§ **Work task**
Each line from the one that includes "Find the stone walkway;" to the last line of the data below should be set down exactly; no other lines are wanted.

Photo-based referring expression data

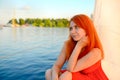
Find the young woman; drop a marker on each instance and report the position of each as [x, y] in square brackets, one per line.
[82, 51]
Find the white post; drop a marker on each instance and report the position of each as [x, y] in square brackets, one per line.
[106, 18]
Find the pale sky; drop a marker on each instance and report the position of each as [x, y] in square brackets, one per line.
[44, 8]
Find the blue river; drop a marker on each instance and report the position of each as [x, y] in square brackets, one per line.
[27, 52]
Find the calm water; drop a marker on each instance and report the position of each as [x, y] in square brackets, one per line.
[25, 53]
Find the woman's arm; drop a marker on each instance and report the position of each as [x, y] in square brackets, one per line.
[88, 60]
[73, 58]
[58, 64]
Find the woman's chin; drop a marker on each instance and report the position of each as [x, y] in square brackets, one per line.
[76, 39]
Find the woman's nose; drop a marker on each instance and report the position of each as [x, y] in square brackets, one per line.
[73, 31]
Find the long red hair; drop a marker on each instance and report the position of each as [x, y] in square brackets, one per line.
[86, 23]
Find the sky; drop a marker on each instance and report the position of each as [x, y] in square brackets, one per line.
[44, 9]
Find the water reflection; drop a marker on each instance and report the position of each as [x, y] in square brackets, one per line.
[26, 52]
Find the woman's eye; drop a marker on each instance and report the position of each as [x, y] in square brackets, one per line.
[70, 28]
[76, 27]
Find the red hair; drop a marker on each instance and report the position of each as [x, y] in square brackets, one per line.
[86, 23]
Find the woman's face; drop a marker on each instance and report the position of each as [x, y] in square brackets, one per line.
[76, 32]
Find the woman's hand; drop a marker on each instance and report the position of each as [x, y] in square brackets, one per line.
[83, 42]
[66, 76]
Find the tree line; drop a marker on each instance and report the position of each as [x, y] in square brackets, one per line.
[41, 22]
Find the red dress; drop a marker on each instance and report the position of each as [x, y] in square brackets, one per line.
[94, 72]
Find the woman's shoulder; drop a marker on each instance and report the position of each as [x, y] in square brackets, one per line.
[96, 51]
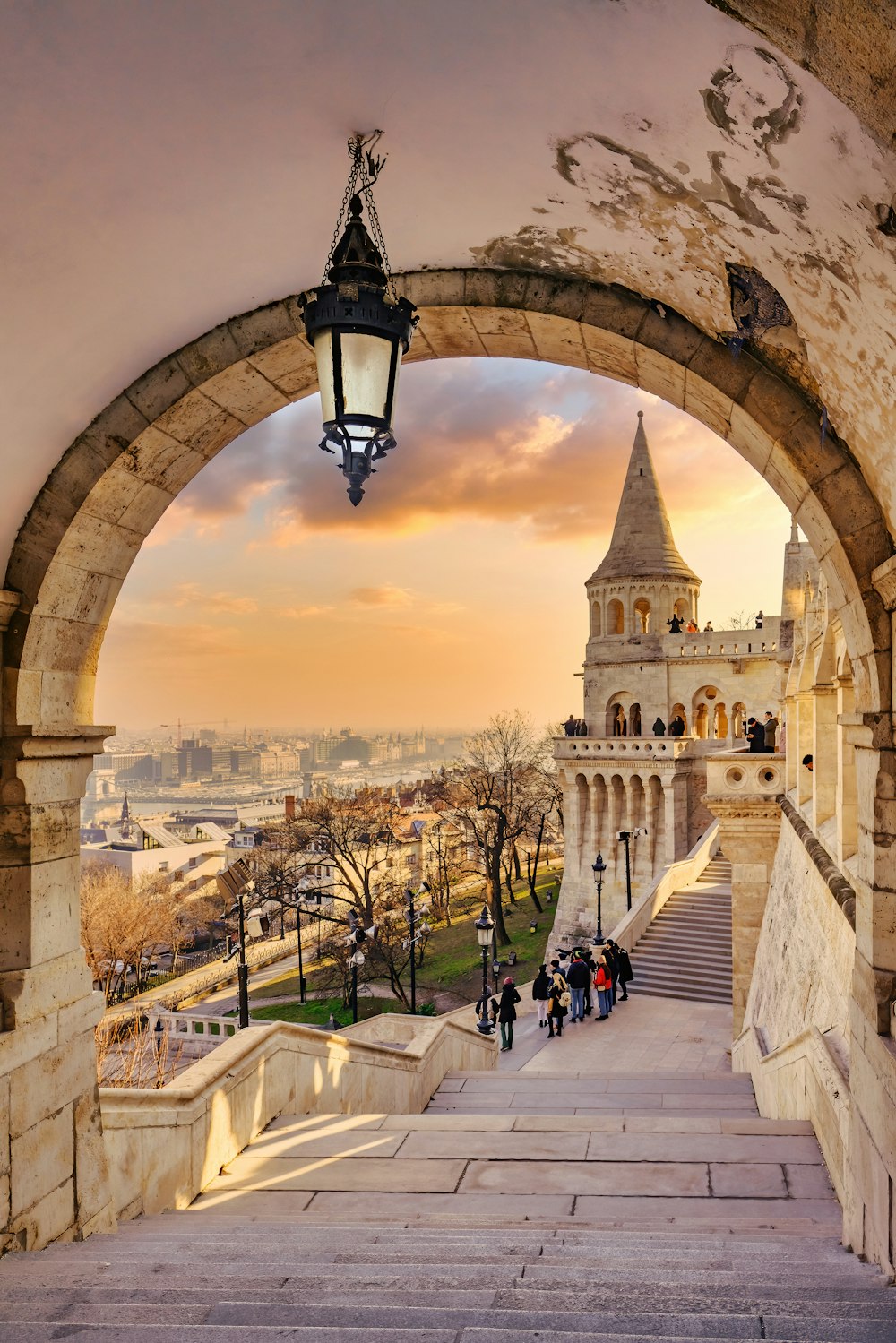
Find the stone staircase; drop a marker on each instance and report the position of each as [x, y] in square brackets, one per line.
[637, 1208]
[685, 952]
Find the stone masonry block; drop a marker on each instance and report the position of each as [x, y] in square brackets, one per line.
[670, 335]
[450, 332]
[772, 403]
[47, 1219]
[750, 438]
[42, 1159]
[210, 355]
[93, 1189]
[613, 309]
[159, 388]
[45, 1085]
[261, 328]
[242, 391]
[500, 322]
[659, 374]
[813, 455]
[113, 428]
[490, 288]
[728, 372]
[556, 296]
[707, 404]
[160, 460]
[285, 361]
[435, 288]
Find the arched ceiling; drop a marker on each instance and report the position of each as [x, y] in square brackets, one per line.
[171, 166]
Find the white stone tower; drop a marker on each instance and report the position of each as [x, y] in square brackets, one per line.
[627, 771]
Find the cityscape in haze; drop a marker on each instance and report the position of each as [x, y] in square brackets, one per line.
[455, 591]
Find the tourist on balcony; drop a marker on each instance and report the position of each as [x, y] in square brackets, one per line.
[506, 1012]
[540, 994]
[755, 736]
[771, 729]
[578, 977]
[557, 1001]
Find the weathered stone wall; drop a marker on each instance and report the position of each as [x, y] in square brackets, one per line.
[805, 957]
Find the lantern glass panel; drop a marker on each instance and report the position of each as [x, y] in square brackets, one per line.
[366, 374]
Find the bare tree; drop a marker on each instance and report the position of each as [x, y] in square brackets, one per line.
[123, 925]
[349, 831]
[489, 793]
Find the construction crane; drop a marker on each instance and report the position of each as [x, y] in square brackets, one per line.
[193, 723]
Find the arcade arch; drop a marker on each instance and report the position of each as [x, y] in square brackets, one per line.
[116, 479]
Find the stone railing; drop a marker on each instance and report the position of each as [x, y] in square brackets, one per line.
[166, 1146]
[598, 748]
[673, 877]
[745, 774]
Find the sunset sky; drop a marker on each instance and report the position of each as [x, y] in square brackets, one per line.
[454, 591]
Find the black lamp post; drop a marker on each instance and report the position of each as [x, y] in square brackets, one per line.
[627, 836]
[484, 927]
[598, 868]
[410, 914]
[359, 328]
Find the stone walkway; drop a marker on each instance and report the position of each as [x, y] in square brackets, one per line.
[642, 1034]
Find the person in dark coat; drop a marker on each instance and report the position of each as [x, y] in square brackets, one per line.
[556, 1010]
[506, 1012]
[613, 968]
[540, 993]
[755, 735]
[626, 973]
[578, 977]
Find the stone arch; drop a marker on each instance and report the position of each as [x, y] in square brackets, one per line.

§ **Answer to this problem**
Find the stone walkway; drop a marker on each instance and report the position of each as [x, y] in square brackets, one per line.
[642, 1034]
Find the person in dark coat; drop a marker on each instance and report the position of each as [x, y] in square brackets, one per line.
[556, 1010]
[506, 1012]
[613, 968]
[540, 993]
[755, 735]
[626, 973]
[578, 977]
Find the stone arch; drop a marker on each instance and report the position of each as [x, y] in square brackets, one per line.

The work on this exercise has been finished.